EXERCISE PROMPT: Format every line of the data below as a numbered list, leaving out blank lines and the pictures.

====

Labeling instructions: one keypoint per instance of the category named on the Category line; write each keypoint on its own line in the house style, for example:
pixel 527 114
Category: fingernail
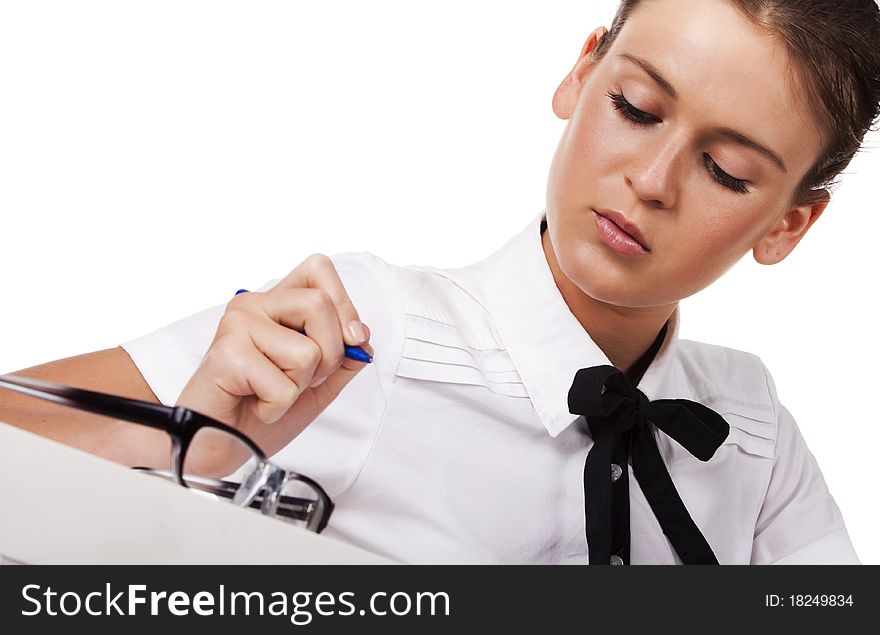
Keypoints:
pixel 358 333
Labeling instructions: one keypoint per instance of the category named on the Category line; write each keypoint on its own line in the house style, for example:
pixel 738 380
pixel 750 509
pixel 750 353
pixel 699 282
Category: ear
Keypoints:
pixel 780 241
pixel 566 95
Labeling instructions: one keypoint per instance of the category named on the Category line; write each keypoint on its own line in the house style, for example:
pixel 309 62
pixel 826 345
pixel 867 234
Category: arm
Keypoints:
pixel 111 371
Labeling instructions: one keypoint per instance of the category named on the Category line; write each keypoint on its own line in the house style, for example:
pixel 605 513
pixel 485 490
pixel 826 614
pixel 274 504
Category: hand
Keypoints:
pixel 259 370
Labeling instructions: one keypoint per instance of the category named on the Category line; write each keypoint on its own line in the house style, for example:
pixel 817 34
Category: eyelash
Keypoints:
pixel 641 118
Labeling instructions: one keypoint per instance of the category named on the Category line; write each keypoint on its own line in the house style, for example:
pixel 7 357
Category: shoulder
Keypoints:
pixel 737 385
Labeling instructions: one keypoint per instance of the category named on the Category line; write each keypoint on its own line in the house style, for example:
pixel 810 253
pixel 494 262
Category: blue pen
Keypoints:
pixel 352 352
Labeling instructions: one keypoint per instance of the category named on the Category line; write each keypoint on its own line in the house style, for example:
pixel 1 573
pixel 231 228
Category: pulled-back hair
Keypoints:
pixel 835 47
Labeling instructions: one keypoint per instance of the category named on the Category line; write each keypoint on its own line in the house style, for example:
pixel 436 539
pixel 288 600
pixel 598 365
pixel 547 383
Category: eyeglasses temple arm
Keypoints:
pixel 134 410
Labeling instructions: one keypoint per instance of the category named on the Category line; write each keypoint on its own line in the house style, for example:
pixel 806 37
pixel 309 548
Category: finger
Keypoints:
pixel 309 310
pixel 295 354
pixel 239 371
pixel 318 271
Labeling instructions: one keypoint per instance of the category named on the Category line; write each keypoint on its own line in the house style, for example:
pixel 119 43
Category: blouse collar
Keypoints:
pixel 546 343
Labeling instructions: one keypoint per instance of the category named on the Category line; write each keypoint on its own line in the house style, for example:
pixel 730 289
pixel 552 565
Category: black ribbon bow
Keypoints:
pixel 619 417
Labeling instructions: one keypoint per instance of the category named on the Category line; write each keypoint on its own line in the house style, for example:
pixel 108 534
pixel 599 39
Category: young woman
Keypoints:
pixel 697 132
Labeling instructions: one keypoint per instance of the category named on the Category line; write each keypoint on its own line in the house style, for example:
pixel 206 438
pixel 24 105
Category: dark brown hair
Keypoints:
pixel 835 46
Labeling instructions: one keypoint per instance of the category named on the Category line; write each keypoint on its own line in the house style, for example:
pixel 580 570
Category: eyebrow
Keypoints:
pixel 733 135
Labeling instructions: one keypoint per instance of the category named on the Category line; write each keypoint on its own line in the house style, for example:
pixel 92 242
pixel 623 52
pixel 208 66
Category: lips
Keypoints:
pixel 627 227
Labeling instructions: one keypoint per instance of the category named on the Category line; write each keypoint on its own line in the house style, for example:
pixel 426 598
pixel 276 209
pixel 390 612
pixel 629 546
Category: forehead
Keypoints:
pixel 727 72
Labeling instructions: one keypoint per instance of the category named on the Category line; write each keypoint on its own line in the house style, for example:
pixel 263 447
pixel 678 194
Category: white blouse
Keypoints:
pixel 456 444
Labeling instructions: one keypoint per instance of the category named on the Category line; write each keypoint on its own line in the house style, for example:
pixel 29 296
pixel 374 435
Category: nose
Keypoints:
pixel 653 172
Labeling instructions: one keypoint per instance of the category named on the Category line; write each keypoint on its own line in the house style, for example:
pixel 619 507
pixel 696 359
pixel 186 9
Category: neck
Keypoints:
pixel 624 334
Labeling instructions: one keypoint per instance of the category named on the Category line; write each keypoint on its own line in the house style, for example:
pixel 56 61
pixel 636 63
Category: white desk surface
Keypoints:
pixel 59 505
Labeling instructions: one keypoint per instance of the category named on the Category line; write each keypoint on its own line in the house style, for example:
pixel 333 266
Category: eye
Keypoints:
pixel 636 116
pixel 737 185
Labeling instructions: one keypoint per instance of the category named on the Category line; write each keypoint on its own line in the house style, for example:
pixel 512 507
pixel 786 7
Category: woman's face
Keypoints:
pixel 682 130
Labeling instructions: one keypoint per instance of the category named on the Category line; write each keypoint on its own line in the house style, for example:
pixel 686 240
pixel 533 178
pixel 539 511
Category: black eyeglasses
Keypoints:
pixel 207 456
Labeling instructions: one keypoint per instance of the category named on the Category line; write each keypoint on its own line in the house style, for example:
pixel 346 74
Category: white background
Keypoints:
pixel 157 156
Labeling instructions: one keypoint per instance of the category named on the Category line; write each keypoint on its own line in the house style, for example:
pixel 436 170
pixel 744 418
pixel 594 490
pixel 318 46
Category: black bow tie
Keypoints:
pixel 619 416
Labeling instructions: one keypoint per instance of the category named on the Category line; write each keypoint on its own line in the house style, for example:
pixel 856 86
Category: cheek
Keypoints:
pixel 589 152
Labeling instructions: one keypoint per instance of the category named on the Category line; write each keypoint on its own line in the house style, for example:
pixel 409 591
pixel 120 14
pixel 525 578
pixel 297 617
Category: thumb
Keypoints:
pixel 329 389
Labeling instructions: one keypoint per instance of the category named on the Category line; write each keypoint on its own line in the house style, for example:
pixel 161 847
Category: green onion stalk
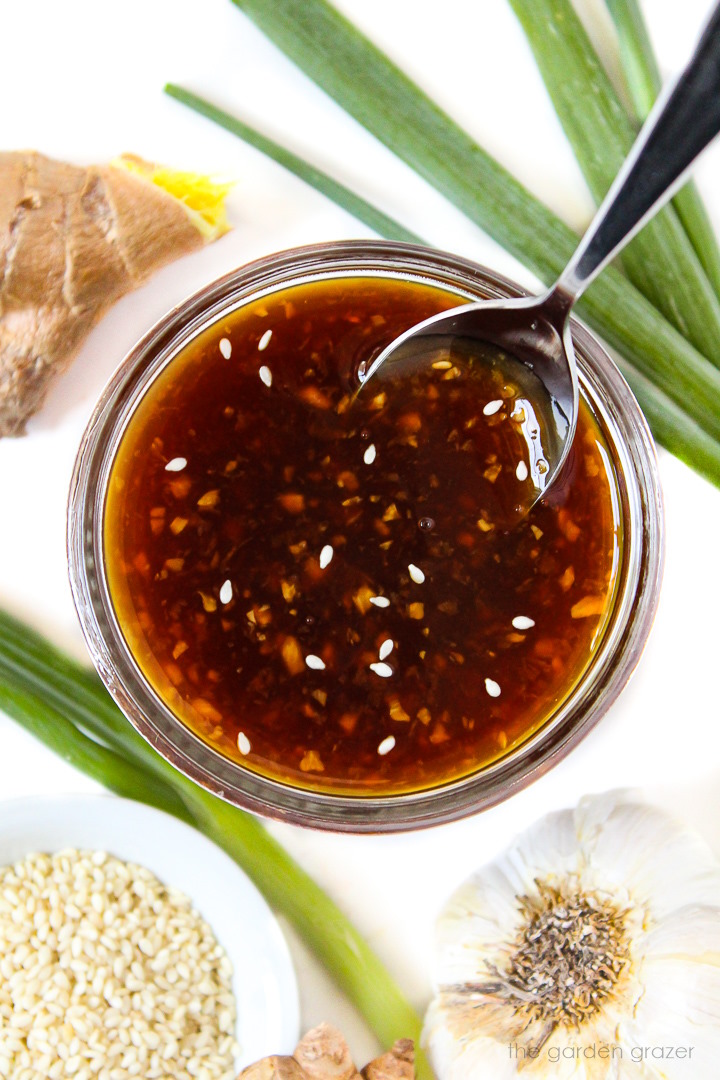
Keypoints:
pixel 643 84
pixel 671 419
pixel 67 707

====

OUTPUT:
1. Labeling instructions: one keypoint per instance of the category named on the Category line; write each keypoint on its own line in the house style, for example:
2. pixel 527 114
3. Category: fingernail
4. Keypoints:
5. pixel 358 333
6. Labeling instructions: one keypoint per instance of the category named on the Category line; write each keypoint on its own line in the house style, for example:
7. pixel 738 380
8. pixel 750 509
9. pixel 750 353
10. pixel 699 282
11. Category: ear
12. Keypoints:
13. pixel 780 241
14. pixel 566 95
15. Labeling instructions: one keypoint per instance of the category named on the Category line; write each keypoint on its own line in the house style, for example:
16. pixel 309 62
17. pixel 826 345
18. pixel 867 234
19. Category: arm
20. Keypoints:
21. pixel 111 371
22. Labeling instructions: one keypoint per instance of the category named on the Category line; write each keypoint on its own line in the house style, for example:
23. pixel 605 513
24. pixel 485 490
25. pixel 826 614
26. pixel 274 504
27. Category: hand
28. Keypoints:
29. pixel 259 370
30. Labeling instructions: one keypoint per instance of the category named on the Category line; write each keypoint on its own line in the house style, for example:
31. pixel 817 34
32. Category: eyelash
33. Keypoints:
34. pixel 641 118
35. Labeling instructions: one keypoint per instance of the category named on the Category line; write each keypoint on its own line in the house style, for example:
36. pixel 7 357
37. Category: shoulder
38. Keypoints:
39. pixel 737 385
40. Labeling instructions: one keypoint per instance of the category named on the Category line; write each keypoint on its own line in the house style, for example:
41. pixel 810 253
42. pixel 494 262
43. Category: blue pen
44. Keypoints:
45. pixel 352 352
46. Labeling instructions: one keypoint per instance of the category named on the Category line; write each keypoint on its own line in the house style, for example:
47. pixel 1 573
48. pixel 231 228
49. Category: pulled-back hair
50. Keypoints:
51. pixel 835 47
52. Labeling instructions: one keypoint per instance of the category named on the Category line; write each keypoint on its own line in the house style, for example:
53. pixel 436 539
54. pixel 288 600
55. pixel 598 365
56. pixel 547 383
57. Category: eyeglasses temple arm
58. Keypoints:
59. pixel 134 410
60. Labeling instructions: one keypoint per instance of the category named on the Category line; write each keypoint on its own line in the house style, for example:
61. pixel 806 37
62. pixel 309 548
63. Category: finger
64. Keypoints:
65. pixel 309 310
66. pixel 295 354
67. pixel 239 371
68. pixel 318 271
69. Labeling instructions: one keypoint per instance of the category named on the Category line; write each keypoint on its own line in the house style, for example:
70. pixel 119 43
71. Category: blouse collar
72. Keypoints:
73. pixel 546 343
74. Labeling instructions: one keypoint per instance of the category named on the Category line; write each keypoint on its own line in the house style, for example:
75. pixel 730 289
76. pixel 552 565
77. Category: black ribbon bow
78. Keypoints:
79. pixel 619 417
80. Labeling instructions: one keypoint per instance of the category named on the Category line; write each keypoint on its own line in the house style, for example:
81. pixel 108 534
82. pixel 599 39
83. Category: young woman
84. Keypoints:
85. pixel 697 132
86. Labeling instructions: one keypoint per instance of the category named on the Category line; write each keypoint on its own line in the house style, for example:
87. pixel 206 438
88. pixel 24 105
89. Category: dark brown hair
90. Keypoints:
91. pixel 835 46
92. Labeling instructions: one keypoint per instance of the category named on the Category line; write each keypoint on its own line in the house style, for example:
93. pixel 580 570
94. Category: eyebrow
95. Keypoints:
96. pixel 733 135
97. Labeling instructions: one keypoint per instance of the category named on the Category line; write each keypoint on its own line in the house style, for example:
98. pixel 92 242
99. pixel 623 52
100. pixel 208 66
101. Category: lips
102. Keypoints:
103. pixel 627 227
104. Labeling instructions: one keypoint per instance of the category named on the Category line; write each keypoint on its own line in the house style, for example:
105. pixel 426 598
106. pixel 276 209
107. pixel 390 612
108. pixel 629 546
109. Category: forehead
110. Keypoints:
111. pixel 727 72
112. Labeling instructions: one keypoint per instance of the category named on the Category line; write each keypoint on its own line in the house style, for example:
113. pixel 263 447
114. pixel 678 194
115. Category: white blouse
116. Keypoints:
117. pixel 456 444
118. Labeling instructions: one keypoint per instance of the category named on the Category line; write each keypoint on its own line in the house style, for example:
119. pixel 29 296
120. pixel 374 435
121. Category: nose
122. Keypoints:
123. pixel 653 172
124. Labeling instructions: one keypoint per instance of the category named on the Category line; write each keypoint on its own line in the house style, for example:
125. pixel 619 507
126. pixel 696 359
127. pixel 186 9
128. Category: neck
129. Keypoints:
130. pixel 624 334
131. Labeling instructions: one keypoint per instance of the category named on the Category line; write each keypoint on its own line in the house style, for example:
132. pixel 56 61
133. pixel 636 63
134. Category: white desk surface
135. Keypoints:
136. pixel 59 505
137. Labeling instructions: one keypoint per instance of the category named on the Category line; write each keypoint on its own line in the house style, for example:
138. pixel 333 266
139. Category: eye
140. Keypoints:
141. pixel 636 116
142. pixel 737 185
143. Labeling instructions: one keypoint per instance of the category named on the Category line; write each keypoint on its own line in the house style, for example:
144. pixel 512 507
145. pixel 786 7
146. Category: woman's face
147. Keypoints:
148. pixel 682 130
149. Labeling instructions: one keypoint per instance of the category named on the Category line; write each keypoint on its own line in the house style, for example:
150. pixel 686 240
151. pixel 533 178
152. pixel 539 511
153. Category: black eyeglasses
154. Keypoints:
155. pixel 207 456
156. Labeling instructions: one keypoint per instance of the category named on the Category line; write each keypoint on its own line in the house style, for example:
157. pixel 346 74
158. Category: white background
159. Keypoints:
160. pixel 157 156
161. Labeling instructions: one keypoint per instance of the category named on the Category line; write each keypoint on its own line in the house style, for example:
162. pixel 436 170
163. pixel 744 418
164. pixel 594 490
165. pixel 318 46
166. Category: black bow tie
167. Keypoints:
168. pixel 619 416
169. Labeling instructions: one keypoint per instance of the category named on the Category line; write each keypoint on its own line in the house style, for example:
170. pixel 856 86
171. Category: cheek
172. Keypoints:
173. pixel 589 152
174. Labeling instructions: one keypoint per instance of the category named on the Category line; write each keypoint on its own line in the house style, for example:
175. pixel 409 591
176. pixel 120 14
177. pixel 525 578
178. pixel 297 617
179. Category: thumb
180. Keypoints:
181. pixel 329 389
182. Labeling instructions: one keypoint per instance of the category named on the Category line; write each keypoint on its own line in the house style, for example:
183. pixel 161 847
184. Category: green onion stalk
185. Keypoints:
186. pixel 643 84
187. pixel 671 419
188. pixel 67 707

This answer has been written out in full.